_REQUIRED WORK_
Can you update the lines below by replacing every "Locate the" with "Find the", keeping everything else the same and leaving the pictures out?
====== TASK INPUTS ======
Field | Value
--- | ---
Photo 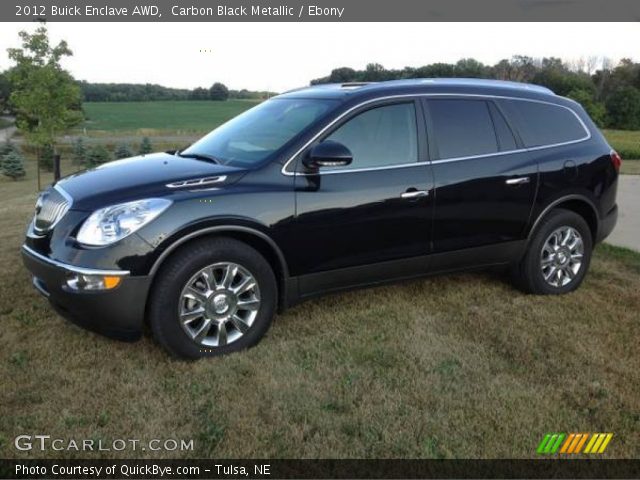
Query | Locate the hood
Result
[57,153,246,210]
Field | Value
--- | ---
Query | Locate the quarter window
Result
[323,102,418,170]
[502,100,589,147]
[428,99,499,159]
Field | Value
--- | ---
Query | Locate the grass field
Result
[0,156,640,458]
[83,100,257,135]
[603,130,640,160]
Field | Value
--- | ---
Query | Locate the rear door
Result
[424,96,538,255]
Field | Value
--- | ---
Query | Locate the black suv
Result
[23,79,621,358]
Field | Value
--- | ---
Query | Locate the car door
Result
[424,96,538,256]
[292,99,433,295]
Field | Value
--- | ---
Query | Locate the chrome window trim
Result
[280,93,591,177]
[22,245,130,276]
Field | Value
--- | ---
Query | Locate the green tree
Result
[7,24,82,188]
[138,137,153,155]
[0,139,20,160]
[113,143,133,160]
[84,145,111,168]
[71,137,87,165]
[0,73,11,113]
[607,87,640,130]
[2,150,25,180]
[209,82,229,101]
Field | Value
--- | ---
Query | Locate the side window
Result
[501,100,589,147]
[323,102,418,170]
[489,103,518,152]
[427,99,498,159]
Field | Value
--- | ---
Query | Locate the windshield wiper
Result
[176,152,220,163]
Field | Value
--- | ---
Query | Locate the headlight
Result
[77,198,171,246]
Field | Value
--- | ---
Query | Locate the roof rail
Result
[340,82,376,88]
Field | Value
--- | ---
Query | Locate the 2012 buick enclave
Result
[23,79,621,358]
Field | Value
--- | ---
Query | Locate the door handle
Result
[400,190,429,199]
[504,177,529,185]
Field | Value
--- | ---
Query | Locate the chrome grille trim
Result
[33,185,73,234]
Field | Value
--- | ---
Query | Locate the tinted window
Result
[489,103,518,152]
[503,100,587,147]
[326,102,418,168]
[182,98,337,167]
[428,100,498,158]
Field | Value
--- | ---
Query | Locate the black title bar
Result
[0,0,640,22]
[0,459,640,479]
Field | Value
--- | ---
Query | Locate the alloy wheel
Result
[178,262,260,347]
[540,226,584,288]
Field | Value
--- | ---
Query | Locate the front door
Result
[290,100,433,295]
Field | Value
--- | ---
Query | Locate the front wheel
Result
[149,238,277,358]
[515,209,593,295]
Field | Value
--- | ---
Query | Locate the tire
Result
[513,208,593,295]
[148,237,278,359]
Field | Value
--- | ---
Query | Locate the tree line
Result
[311,55,640,130]
[79,81,273,102]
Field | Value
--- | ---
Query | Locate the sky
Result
[0,22,640,92]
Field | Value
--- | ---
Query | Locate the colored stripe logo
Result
[536,433,613,455]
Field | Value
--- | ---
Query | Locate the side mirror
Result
[302,140,353,169]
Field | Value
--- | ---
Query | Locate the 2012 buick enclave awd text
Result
[22,79,621,358]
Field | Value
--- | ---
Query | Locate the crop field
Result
[0,157,640,458]
[81,100,257,136]
[74,100,640,160]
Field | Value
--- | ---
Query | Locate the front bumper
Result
[22,246,151,341]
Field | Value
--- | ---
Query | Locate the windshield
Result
[180,98,337,167]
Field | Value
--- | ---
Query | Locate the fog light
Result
[67,273,121,291]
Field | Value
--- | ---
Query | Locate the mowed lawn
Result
[0,157,640,458]
[82,100,258,135]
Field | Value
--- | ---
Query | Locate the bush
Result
[0,139,20,161]
[71,137,87,165]
[2,150,25,180]
[138,137,153,155]
[607,87,640,130]
[40,143,55,172]
[209,82,229,101]
[84,145,111,168]
[113,143,133,160]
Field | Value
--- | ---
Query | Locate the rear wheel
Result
[149,238,277,358]
[515,209,592,295]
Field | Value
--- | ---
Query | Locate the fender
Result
[527,193,600,243]
[149,224,289,278]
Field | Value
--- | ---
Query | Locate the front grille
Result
[33,187,71,233]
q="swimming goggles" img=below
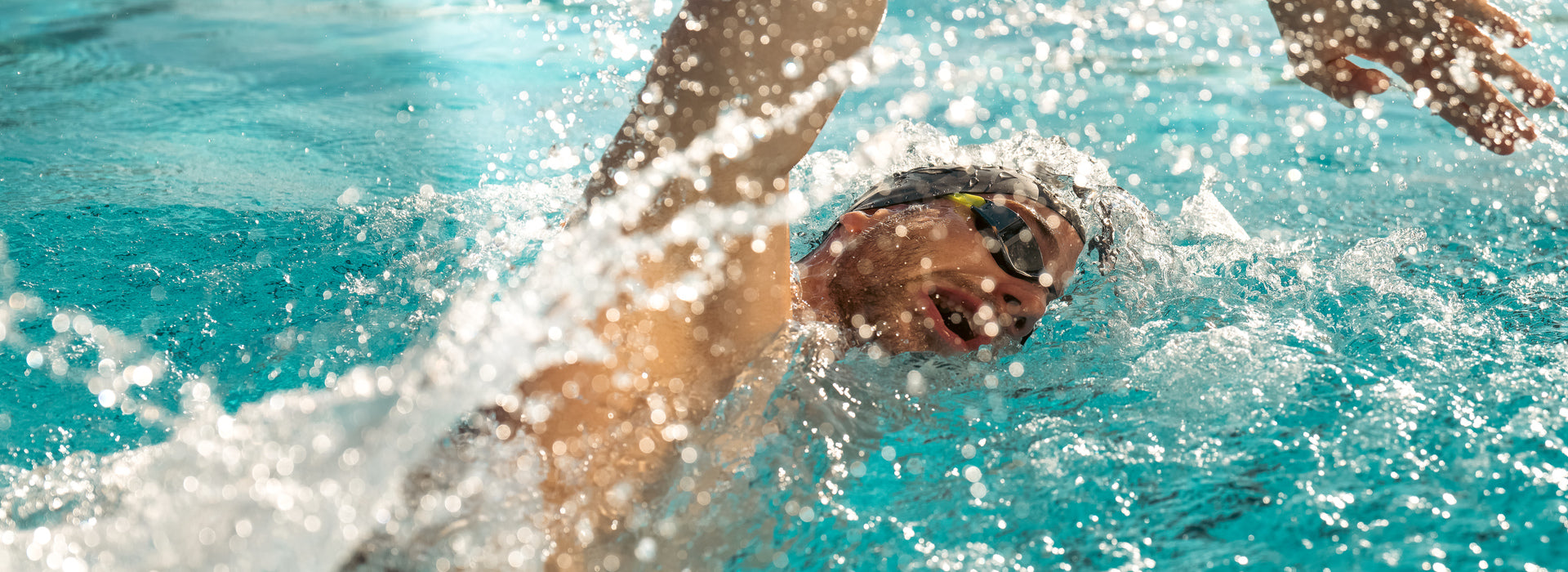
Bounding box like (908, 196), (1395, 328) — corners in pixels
(850, 166), (1066, 282)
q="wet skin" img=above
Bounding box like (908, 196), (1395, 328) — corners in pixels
(796, 194), (1084, 354)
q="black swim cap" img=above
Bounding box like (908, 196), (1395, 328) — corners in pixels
(830, 164), (1088, 239)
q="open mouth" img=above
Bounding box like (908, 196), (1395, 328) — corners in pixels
(930, 288), (991, 350)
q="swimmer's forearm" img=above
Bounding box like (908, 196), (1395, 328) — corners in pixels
(523, 0), (886, 569)
(585, 0), (886, 216)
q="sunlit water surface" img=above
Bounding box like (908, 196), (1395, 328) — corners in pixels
(0, 0), (1568, 570)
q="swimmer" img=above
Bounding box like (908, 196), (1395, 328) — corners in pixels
(496, 0), (1554, 569)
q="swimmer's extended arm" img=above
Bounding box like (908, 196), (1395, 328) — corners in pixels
(508, 0), (886, 569)
(1268, 0), (1556, 155)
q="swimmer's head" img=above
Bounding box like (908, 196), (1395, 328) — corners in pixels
(800, 166), (1085, 354)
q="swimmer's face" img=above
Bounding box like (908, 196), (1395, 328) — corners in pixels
(822, 194), (1084, 354)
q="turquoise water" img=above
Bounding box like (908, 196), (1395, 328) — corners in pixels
(0, 2), (1568, 570)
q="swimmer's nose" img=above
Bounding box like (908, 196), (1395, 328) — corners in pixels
(992, 284), (1046, 340)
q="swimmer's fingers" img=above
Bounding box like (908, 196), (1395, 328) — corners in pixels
(1401, 56), (1537, 155)
(1450, 17), (1557, 106)
(1447, 0), (1530, 47)
(1295, 56), (1389, 106)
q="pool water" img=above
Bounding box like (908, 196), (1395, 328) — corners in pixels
(0, 0), (1568, 570)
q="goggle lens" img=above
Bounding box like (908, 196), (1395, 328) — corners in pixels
(949, 193), (1046, 280)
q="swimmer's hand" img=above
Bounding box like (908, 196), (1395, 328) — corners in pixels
(1268, 0), (1556, 155)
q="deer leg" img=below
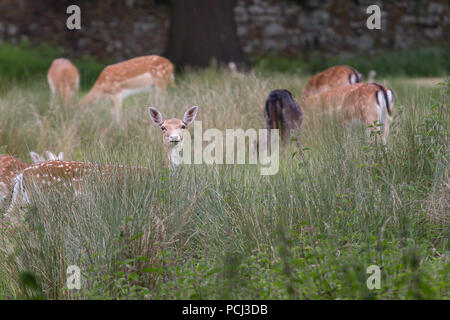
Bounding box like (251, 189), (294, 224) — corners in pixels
(111, 93), (122, 123)
(381, 116), (391, 144)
======
_THE ANSWER_
Field | Value
--- | ---
Photo 
Query | Find the hood
Result
[57,153,246,210]
Field | Value
--- | ---
Query | Find the quarter window
Result
[323,102,418,170]
[502,100,589,147]
[428,99,499,159]
Field | Value
--- | ---
Query | Find the grass field
Result
[0,156,640,458]
[83,100,257,135]
[603,130,640,160]
Field | Value
--- | ---
Query | Find the rear door
Result
[424,96,538,255]
Field | Value
--- | ---
Query | Find the black suv
Result
[23,79,621,358]
Field | Value
--- | ---
Query | Find the car door
Result
[424,96,538,256]
[292,99,433,295]
Field | Value
--- | ---
Query | Find the chrome window trim
Result
[280,93,591,177]
[22,245,130,276]
Field | Value
--- | ---
Query | Find the green tree
Result
[7,24,82,188]
[138,137,153,155]
[0,139,20,160]
[113,143,133,160]
[84,145,111,168]
[71,137,87,165]
[0,73,11,113]
[607,87,640,130]
[2,150,25,180]
[209,82,229,101]
Field | Value
--- | ---
Query | Find the side window
Result
[501,100,589,147]
[323,102,418,170]
[489,103,518,152]
[427,99,498,159]
Field | Value
--- | ---
Query | Find the windshield wiper
Result
[176,152,220,163]
Field | Value
--- | ---
Query | Find the headlight
Result
[77,198,171,246]
Field | Value
--- | ---
Query | Find the roof rail
Result
[340,82,376,88]
Field | Value
--- | ---
Query | Find the 2012 buick enclave
Result
[23,79,621,358]
Field | Value
--- | ---
Query | Find the door handle
Result
[400,190,429,199]
[504,177,529,185]
Field | Value
--- | ---
Query | Find the chrome grille trim
Result
[33,185,73,234]
Field | Value
--- | ---
Query | Find the tinted window
Result
[489,103,518,152]
[503,100,587,147]
[326,102,418,168]
[182,98,337,167]
[428,100,498,158]
Field | Value
--- | ---
Query | Find the black title bar
Result
[0,0,640,22]
[0,459,640,479]
Field | Value
--- | ---
Query | Find the alloy wheel
Result
[178,262,260,347]
[540,226,584,288]
Field | Value
--- | ---
Query | Find the front door
Result
[290,100,433,295]
Field | Value
--- | ---
Query | Find the front wheel
Result
[149,238,277,358]
[515,209,593,295]
Field | Value
--- | ---
Query | Find the tire
Result
[513,208,593,295]
[148,237,278,359]
Field | Value
--- | ---
Query | Find the tree line
Result
[311,55,640,130]
[79,81,273,102]
Field | Value
--- | ---
Query | Find the sky
Result
[0,22,640,92]
Field | Value
--- | ---
Query | Find the colored stripe logo
Result
[536,433,613,455]
Field | Value
--- | ---
Query | Find the side mirror
Result
[302,140,353,169]
Field | Value
--- | ---
Query | Find the 2012 buick enclave awd text
Result
[22,79,621,358]
Field | Value
--- | ---
Query | Find the crop field
Result
[0,157,640,458]
[81,100,257,136]
[74,100,640,160]
Field | Value
--- | ---
Query | Find the front bumper
Result
[22,246,151,341]
Field | Value
--- | ---
Query | Find the windshield
Result
[180,98,337,167]
Field | Value
--- | ---
Query | Find the fog light
Result
[67,273,121,291]
Field | Value
--- | ---
Query | Find the mowed lawn
Result
[0,157,640,458]
[82,100,258,135]
Field | Value
--- | ---
Query | Find the bush
Result
[0,139,20,161]
[71,137,87,165]
[2,150,25,180]
[138,137,153,155]
[607,87,640,130]
[40,143,55,172]
[209,82,229,101]
[84,145,111,168]
[113,143,133,160]
Field | Value
--- | ---
Query | Find the rear wheel
Result
[149,238,277,358]
[515,209,592,295]
Field | Value
--- | ---
Query | Find the fender
Result
[527,193,600,243]
[149,224,289,278]
Field | Value
--- | ---
Query | Find the front grille
Result
[33,187,71,233]
q="swimming goggles" img=below
Bounding box like (908, 196), (1395, 328) — corners in pixels
(850, 166), (1066, 282)
q="wet skin" img=above
Bounding box like (908, 196), (1395, 328) — corners in pixels
(796, 194), (1084, 354)
q="black swim cap" img=above
Bounding box like (908, 196), (1395, 328) — corners in pixels
(830, 164), (1088, 239)
q="open mouth" img=above
Bounding box like (908, 196), (1395, 328) — corners in pixels
(930, 288), (991, 350)
q="swimmer's forearm" img=above
Bounding box like (908, 196), (1395, 328) — corners in pixels
(523, 0), (886, 569)
(585, 0), (886, 216)
q="sunlit water surface" img=above
Bounding box like (908, 196), (1395, 328) — corners in pixels
(0, 0), (1568, 570)
q="swimmer" img=above
Bounding box like (908, 196), (1395, 328) — corners in pixels
(496, 0), (1554, 569)
q="swimmer's extended arm" img=above
Bounding box like (908, 196), (1395, 328) — corners in pixels
(508, 0), (886, 569)
(1268, 0), (1556, 155)
q="swimmer's head" img=above
Bounding box like (908, 196), (1395, 328) — corners in pixels
(800, 166), (1085, 354)
q="swimmer's face" img=above
Bounding box like (908, 196), (1395, 328) — corners in pixels
(822, 194), (1084, 354)
q="turquoise water" img=above
Bounding box like (908, 196), (1395, 328) — corners in pixels
(0, 2), (1568, 570)
q="swimmer's nose" img=above
Bounding box like (908, 196), (1395, 328) — corners in pixels
(992, 284), (1046, 340)
q="swimmer's fingers" img=above
Bounding box like (908, 196), (1395, 328) — corners in pixels
(1401, 56), (1537, 155)
(1450, 17), (1557, 106)
(1447, 0), (1530, 47)
(1295, 56), (1389, 106)
q="pool water" img=above
Bounding box like (908, 196), (1395, 328) — corners in pixels
(0, 0), (1568, 570)
q="goggle lens" img=above
Bounding box like (908, 196), (1395, 328) — corners in pixels
(949, 193), (1046, 280)
q="swimmer's hand" img=above
Bounding box like (908, 196), (1395, 328) — corners in pixels
(1268, 0), (1556, 155)
q="deer leg" img=below
Bounding box like (251, 189), (294, 224) — corners in pixels
(111, 93), (122, 123)
(381, 116), (391, 144)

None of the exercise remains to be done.